SET EXERCISE = Extract the complete listing and output it unchanged.

SUPPLIED RECORDS =
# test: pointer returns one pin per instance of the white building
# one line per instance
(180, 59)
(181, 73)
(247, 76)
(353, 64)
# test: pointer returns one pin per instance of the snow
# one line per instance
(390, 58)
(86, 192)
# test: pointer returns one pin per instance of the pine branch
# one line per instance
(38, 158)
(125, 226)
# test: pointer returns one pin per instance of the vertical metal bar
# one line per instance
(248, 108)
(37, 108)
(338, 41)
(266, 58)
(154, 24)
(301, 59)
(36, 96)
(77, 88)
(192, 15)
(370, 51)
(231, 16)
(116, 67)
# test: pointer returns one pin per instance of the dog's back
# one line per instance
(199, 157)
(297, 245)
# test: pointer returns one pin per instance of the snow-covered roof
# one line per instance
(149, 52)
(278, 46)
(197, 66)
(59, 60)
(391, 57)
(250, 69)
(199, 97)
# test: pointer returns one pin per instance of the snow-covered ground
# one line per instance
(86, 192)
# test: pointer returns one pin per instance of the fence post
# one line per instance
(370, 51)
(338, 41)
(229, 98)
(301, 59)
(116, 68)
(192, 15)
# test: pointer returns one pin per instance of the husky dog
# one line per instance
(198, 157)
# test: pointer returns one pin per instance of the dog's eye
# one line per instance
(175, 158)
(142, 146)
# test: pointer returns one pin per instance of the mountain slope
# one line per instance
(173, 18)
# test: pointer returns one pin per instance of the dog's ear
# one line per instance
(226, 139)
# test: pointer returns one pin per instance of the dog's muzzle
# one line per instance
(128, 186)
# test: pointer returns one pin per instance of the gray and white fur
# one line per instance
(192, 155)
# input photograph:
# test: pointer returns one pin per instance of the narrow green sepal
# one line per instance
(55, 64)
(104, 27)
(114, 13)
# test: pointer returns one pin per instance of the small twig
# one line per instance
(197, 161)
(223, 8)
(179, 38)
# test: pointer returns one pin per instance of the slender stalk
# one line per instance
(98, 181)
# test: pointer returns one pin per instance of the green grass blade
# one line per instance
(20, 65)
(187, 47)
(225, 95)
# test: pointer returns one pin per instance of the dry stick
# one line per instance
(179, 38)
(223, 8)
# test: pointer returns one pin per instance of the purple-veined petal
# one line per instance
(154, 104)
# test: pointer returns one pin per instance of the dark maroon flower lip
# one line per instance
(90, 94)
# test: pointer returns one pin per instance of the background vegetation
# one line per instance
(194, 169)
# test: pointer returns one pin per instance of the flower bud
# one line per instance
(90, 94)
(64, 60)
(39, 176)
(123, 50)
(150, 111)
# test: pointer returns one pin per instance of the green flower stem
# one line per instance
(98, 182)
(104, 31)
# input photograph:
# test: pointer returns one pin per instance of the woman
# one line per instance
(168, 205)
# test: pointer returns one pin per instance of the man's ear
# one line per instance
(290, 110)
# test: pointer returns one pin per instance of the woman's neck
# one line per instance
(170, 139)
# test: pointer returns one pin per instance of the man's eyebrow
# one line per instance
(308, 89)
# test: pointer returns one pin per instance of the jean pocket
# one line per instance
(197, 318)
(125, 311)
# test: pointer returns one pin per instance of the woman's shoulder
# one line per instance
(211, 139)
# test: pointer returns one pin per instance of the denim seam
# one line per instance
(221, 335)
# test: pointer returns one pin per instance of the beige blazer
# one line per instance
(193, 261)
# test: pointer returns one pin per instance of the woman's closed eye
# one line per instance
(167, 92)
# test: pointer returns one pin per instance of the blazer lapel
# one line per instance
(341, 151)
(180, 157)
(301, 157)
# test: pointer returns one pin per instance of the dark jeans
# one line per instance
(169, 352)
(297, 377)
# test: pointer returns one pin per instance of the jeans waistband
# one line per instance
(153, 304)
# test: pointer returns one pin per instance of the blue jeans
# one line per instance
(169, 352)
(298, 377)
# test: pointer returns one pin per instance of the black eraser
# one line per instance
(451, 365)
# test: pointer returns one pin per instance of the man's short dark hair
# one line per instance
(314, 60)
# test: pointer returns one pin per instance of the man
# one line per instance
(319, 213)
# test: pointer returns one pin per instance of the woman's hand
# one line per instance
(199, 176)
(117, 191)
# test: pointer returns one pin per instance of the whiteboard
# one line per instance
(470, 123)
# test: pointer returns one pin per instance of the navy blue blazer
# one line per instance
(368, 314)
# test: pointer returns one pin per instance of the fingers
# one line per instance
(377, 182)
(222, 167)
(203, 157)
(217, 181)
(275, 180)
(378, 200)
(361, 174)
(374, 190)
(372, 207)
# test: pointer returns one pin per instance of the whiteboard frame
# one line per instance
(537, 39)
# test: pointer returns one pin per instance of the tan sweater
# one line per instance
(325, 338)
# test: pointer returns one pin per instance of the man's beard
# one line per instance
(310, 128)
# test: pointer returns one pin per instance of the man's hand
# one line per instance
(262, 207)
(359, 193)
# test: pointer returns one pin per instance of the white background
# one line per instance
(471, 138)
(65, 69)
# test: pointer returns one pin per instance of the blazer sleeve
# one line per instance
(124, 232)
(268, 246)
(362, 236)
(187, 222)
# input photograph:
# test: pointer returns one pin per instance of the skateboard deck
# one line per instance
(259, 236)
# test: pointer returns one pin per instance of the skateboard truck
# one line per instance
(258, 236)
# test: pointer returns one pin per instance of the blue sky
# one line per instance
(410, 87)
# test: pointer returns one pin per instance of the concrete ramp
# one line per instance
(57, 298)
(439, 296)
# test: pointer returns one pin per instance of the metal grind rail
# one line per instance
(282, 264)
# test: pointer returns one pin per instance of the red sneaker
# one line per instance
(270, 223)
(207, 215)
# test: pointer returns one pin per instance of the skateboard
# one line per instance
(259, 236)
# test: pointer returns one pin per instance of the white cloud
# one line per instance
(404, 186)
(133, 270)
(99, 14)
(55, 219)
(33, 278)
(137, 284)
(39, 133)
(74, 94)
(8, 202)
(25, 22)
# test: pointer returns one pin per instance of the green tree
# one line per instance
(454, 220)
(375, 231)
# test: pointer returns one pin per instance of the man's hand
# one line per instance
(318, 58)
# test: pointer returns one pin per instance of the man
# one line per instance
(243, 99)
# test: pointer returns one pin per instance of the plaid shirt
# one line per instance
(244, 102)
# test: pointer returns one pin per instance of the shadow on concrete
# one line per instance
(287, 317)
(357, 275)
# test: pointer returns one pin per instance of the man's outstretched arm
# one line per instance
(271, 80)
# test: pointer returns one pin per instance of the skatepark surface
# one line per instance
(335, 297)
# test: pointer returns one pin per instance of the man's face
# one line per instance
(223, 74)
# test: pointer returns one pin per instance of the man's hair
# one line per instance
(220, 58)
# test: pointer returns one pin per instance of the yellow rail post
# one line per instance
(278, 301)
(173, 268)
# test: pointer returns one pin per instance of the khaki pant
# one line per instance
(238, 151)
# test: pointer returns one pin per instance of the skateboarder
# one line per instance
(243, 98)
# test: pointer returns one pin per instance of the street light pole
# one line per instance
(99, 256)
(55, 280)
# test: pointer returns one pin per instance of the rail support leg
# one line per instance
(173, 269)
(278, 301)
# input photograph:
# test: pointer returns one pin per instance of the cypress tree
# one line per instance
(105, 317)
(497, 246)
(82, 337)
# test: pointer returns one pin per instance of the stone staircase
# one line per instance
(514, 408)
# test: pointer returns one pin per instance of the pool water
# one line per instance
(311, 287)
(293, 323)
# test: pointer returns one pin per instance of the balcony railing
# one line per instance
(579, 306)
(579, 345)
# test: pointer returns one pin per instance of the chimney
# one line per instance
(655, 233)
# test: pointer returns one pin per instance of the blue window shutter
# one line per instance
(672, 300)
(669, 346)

REPLY =
# test: pointer returns one pin per instance of the white building
# one line per instance
(180, 59)
(181, 73)
(247, 76)
(353, 64)
# test: pointer returns one pin per instance of the snow
# one line per instance
(390, 58)
(86, 192)
# test: pointer returns one pin per instance of the pine branch
# one line per instance
(38, 158)
(125, 226)
# test: pointer returns one pin per instance of the vertical metal bar
# one line per instance
(248, 108)
(37, 108)
(338, 41)
(266, 58)
(154, 24)
(301, 59)
(36, 96)
(77, 88)
(192, 15)
(370, 51)
(231, 16)
(116, 67)
# test: pointer returns one pin per instance of the dog's back
# one line per instance
(199, 157)
(297, 245)
# test: pointer returns one pin per instance of the snow-covered roof
# one line per instance
(149, 52)
(278, 46)
(197, 66)
(59, 60)
(391, 57)
(250, 69)
(199, 97)
# test: pointer returns one pin per instance of the snow-covered ground
# one line per instance
(86, 192)
# test: pointer returns one pin per instance of the fence post
# one line per instance
(370, 51)
(338, 41)
(229, 98)
(301, 59)
(116, 68)
(192, 15)
# test: pointer returns one pin per instance of the husky dog
# one line per instance
(198, 157)
# test: pointer returns one pin per instance of the dog's eye
# one line per instance
(175, 158)
(142, 146)
# test: pointer returns one pin per instance of the mountain slope
# one line per instance
(173, 18)
# test: pointer returns one pin per instance of the dog's ear
# one line per instance
(226, 139)
# test: pointer returns one pin per instance of the dog's muzzle
# one line per instance
(128, 186)
# test: pointer returns one pin per instance of the gray and white fur
# one line per instance
(192, 155)
# input photograph:
# test: pointer returns one pin per instance of the narrow green sepal
# one line per instance
(55, 64)
(104, 27)
(114, 13)
# test: pointer returns one pin per instance of the small twig
# one line per instance
(197, 161)
(223, 8)
(179, 38)
# test: pointer returns one pin per instance of the slender stalk
# one line per instance
(98, 181)
# test: pointer returns one pin per instance of the green grass blade
# one line per instance
(20, 65)
(187, 47)
(225, 95)
# test: pointer returns one pin per instance of the dry stick
# one line per instance
(179, 38)
(223, 8)
# test: pointer returns one pin per instance of the purple-veined petal
# one line per instance
(154, 104)
# test: pointer returns one pin per instance of the dark maroon flower lip
# one line per instance
(90, 94)
# test: pointer returns one pin per instance of the background vegetation
# one line per instance
(194, 169)
# test: pointer returns one pin per instance of the flower bud
# one line per instance
(90, 94)
(64, 60)
(39, 176)
(123, 50)
(150, 111)
# test: pointer returns one pin per instance of the green flower stem
# one line per instance
(98, 182)
(104, 31)
# input photograph:
# test: pointer returns one pin per instance of the woman
# one line per instance
(168, 205)
# test: pointer returns one pin per instance of the man's ear
# one line per instance
(290, 110)
# test: pointer returns one pin per instance of the woman's neck
# one line per instance
(170, 139)
# test: pointer returns one pin per instance of the man's eyebrow
# one line per instance
(308, 89)
# test: pointer returns one pin per instance of the jean pocket
# one line per instance
(197, 318)
(125, 311)
# test: pointer returns one pin per instance of the woman's shoulder
# one line per instance
(211, 139)
# test: pointer returns one pin per instance of the denim seam
# one line per instance
(221, 335)
# test: pointer returns one pin per instance of the beige blazer
# one line per instance
(193, 261)
# test: pointer returns one pin per instance of the woman's closed eye
# one line per instance
(167, 92)
# test: pointer returns one pin per instance of the blazer lapel
# one line per instance
(341, 151)
(180, 157)
(301, 157)
# test: pointer returns one pin per instance of the dark jeans
# one line per instance
(169, 352)
(297, 377)
# test: pointer returns one pin per instance of the jeans waistband
# one line per instance
(153, 304)
# test: pointer returns one pin per instance of the blue jeans
# one line per instance
(169, 352)
(298, 377)
# test: pointer returns one pin per instance of the black eraser
# one line per instance
(451, 365)
# test: pointer returns one pin per instance of the man's short dark hair
# one line per instance
(314, 60)
# test: pointer returns one pin per instance of the man
# one line per instance
(319, 213)
# test: pointer returns one pin per instance of the woman's hand
# one line per instance
(199, 176)
(117, 191)
# test: pointer returns one pin per instance of the whiteboard
# one line per instance
(470, 123)
# test: pointer returns one pin per instance of the navy blue blazer
# one line per instance
(368, 314)
# test: pointer returns one pin per instance of the fingers
# one line per instance
(377, 182)
(222, 167)
(203, 157)
(217, 181)
(275, 180)
(378, 200)
(361, 174)
(374, 190)
(372, 207)
# test: pointer returns one pin per instance of the whiteboard frame
# one line per instance
(537, 39)
# test: pointer returns one pin per instance of the tan sweater
# one line per instance
(325, 338)
# test: pointer returns one pin per instance of the man's beard
# one line per instance
(310, 128)
# test: pointer returns one pin per instance of the man's hand
# one line per instance
(262, 207)
(359, 193)
# test: pointer returns one pin per instance of the white background
# one line per instance
(471, 138)
(65, 69)
# test: pointer returns one pin per instance of the blazer sleeve
# one line per instance
(124, 232)
(268, 246)
(362, 236)
(187, 222)
# input photograph:
# test: pointer returns one pin per instance of the skateboard deck
# one line per instance
(259, 236)
# test: pointer returns one pin per instance of the skateboard truck
# one line per instance
(258, 236)
# test: pointer returns one pin per instance of the blue sky
# one line per instance
(410, 87)
# test: pointer returns one pin per instance of the concrete ramp
# one line per instance
(57, 298)
(439, 296)
# test: pointer returns one pin per instance of the metal grind rail
# one line per instance
(282, 264)
# test: pointer returns one pin per instance of the red sneaker
# one line per instance
(270, 223)
(207, 215)
# test: pointer returns one pin per instance of the skateboard
# one line per instance
(259, 236)
# test: pointer returns one pin per instance of the white cloud
# one line per instance
(404, 186)
(133, 270)
(99, 14)
(55, 219)
(33, 278)
(137, 284)
(39, 133)
(74, 94)
(8, 202)
(25, 22)
# test: pointer returns one pin per instance of the green tree
# one line per instance
(454, 220)
(375, 231)
# test: pointer returns one pin per instance of the man's hand
# one line per instance
(318, 58)
# test: pointer returns one pin per instance of the man
# one line per instance
(243, 99)
# test: pointer returns one pin per instance of the plaid shirt
# one line per instance
(244, 102)
# test: pointer returns one pin per instance of the shadow on concrete
# one line per instance
(287, 317)
(357, 275)
# test: pointer returns one pin per instance of the man's outstretched arm
# one line per instance
(271, 80)
# test: pointer returns one pin per instance of the skatepark surface
# one line per instance
(335, 297)
# test: pointer returns one pin per instance of the man's face
# one line per instance
(223, 74)
# test: pointer returns one pin per instance of the man's hair
# one line per instance
(220, 58)
# test: pointer returns one pin per instance of the yellow rail post
# one line per instance
(278, 301)
(173, 268)
# test: pointer returns one pin per instance of the khaki pant
# one line per instance
(238, 151)
# test: pointer returns one pin per instance of the skateboarder
# one line per instance
(243, 98)
# test: pointer returns one pin per instance of the street light pole
# one line per instance
(99, 256)
(55, 280)
# test: pointer returns one pin per instance of the rail support leg
# one line per instance
(173, 269)
(278, 301)
# input photograph:
# test: pointer returns one pin per instance of the cypress tree
# one line per instance
(105, 317)
(497, 246)
(82, 337)
# test: pointer returns one pin per instance of the stone staircase
# one line per instance
(514, 408)
# test: pointer returns one pin per instance of the pool water
# one line per instance
(311, 287)
(293, 323)
# test: pointer returns one pin per instance of the balcony railing
# one line per instance
(579, 306)
(579, 345)
# test: pointer returns one pin per instance of the chimney
# one line per instance
(655, 233)
# test: pointer returns one pin per instance of the blue window shutter
# one line per instance
(672, 300)
(669, 346)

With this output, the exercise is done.